#### Exercise brief
Please pull every line containing the string "raised" from the listing below and copy each one in full.

#### Rows
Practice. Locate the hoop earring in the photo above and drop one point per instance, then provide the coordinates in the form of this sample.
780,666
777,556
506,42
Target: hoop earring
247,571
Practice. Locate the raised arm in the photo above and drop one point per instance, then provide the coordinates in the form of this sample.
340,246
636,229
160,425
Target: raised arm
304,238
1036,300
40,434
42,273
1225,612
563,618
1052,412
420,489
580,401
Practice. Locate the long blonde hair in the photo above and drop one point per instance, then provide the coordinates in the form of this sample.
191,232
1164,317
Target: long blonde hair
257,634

==

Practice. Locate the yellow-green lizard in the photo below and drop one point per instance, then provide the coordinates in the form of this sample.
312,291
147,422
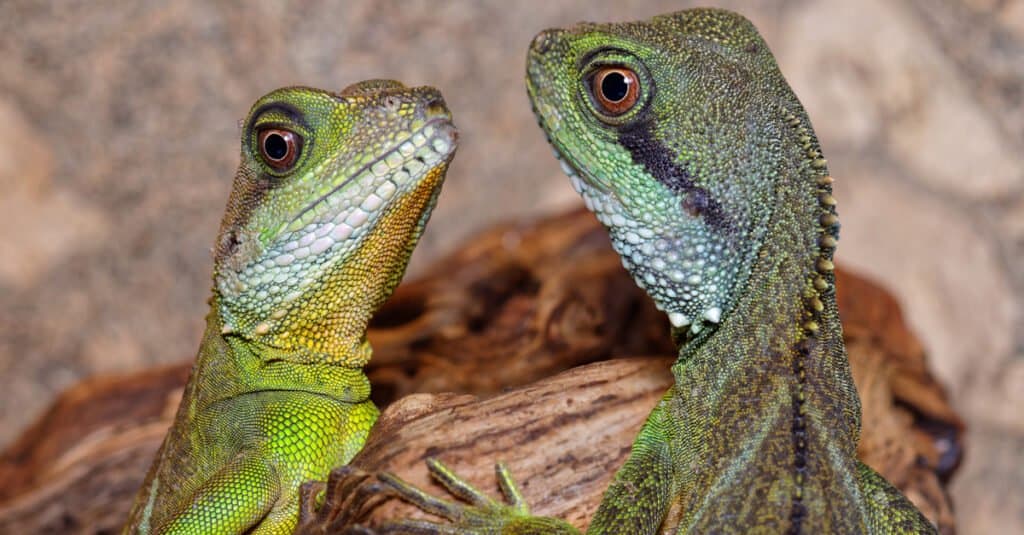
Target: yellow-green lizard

#### Reply
Practice. Locate the raised arm in the photo above and drop one point per instance, then provide the coordinates in the form of this sample.
Target: raised arm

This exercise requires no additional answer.